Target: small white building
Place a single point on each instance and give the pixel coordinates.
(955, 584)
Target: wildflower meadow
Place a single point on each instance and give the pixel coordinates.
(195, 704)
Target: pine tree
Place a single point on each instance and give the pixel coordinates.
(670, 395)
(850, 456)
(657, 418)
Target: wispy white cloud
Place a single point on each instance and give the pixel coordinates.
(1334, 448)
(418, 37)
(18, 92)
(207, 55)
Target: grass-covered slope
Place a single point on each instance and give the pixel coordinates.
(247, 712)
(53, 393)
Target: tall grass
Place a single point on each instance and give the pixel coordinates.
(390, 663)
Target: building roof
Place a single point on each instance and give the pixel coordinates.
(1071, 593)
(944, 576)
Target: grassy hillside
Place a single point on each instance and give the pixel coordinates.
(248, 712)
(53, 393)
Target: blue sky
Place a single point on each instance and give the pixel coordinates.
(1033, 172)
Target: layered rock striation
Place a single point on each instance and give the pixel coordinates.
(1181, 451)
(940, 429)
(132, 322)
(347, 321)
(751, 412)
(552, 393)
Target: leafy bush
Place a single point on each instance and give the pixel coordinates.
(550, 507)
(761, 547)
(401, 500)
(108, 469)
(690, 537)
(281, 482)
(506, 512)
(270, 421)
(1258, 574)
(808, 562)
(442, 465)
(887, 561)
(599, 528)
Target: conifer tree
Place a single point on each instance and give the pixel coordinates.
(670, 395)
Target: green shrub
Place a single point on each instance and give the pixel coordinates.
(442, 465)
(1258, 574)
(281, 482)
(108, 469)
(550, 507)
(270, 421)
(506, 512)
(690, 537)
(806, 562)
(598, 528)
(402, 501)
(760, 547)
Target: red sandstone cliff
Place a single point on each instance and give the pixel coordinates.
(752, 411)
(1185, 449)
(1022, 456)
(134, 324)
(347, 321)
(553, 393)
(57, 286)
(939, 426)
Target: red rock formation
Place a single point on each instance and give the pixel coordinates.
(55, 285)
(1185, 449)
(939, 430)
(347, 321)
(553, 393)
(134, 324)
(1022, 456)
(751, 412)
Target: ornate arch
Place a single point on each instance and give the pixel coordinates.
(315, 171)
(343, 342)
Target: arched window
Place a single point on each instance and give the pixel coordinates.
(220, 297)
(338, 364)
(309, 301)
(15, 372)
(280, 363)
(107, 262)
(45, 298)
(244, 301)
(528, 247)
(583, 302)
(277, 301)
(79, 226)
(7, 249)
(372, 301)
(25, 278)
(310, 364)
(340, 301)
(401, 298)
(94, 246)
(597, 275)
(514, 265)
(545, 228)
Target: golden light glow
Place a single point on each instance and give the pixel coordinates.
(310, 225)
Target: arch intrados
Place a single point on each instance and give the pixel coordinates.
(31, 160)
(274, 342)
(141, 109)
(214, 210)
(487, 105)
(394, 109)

════════════════════

▶ _WORK INSTRUCTION_
Within the entries above, how many lines hold the string "white"? State the number with no other words.

▶ _EXPECTED OUTPUT_
2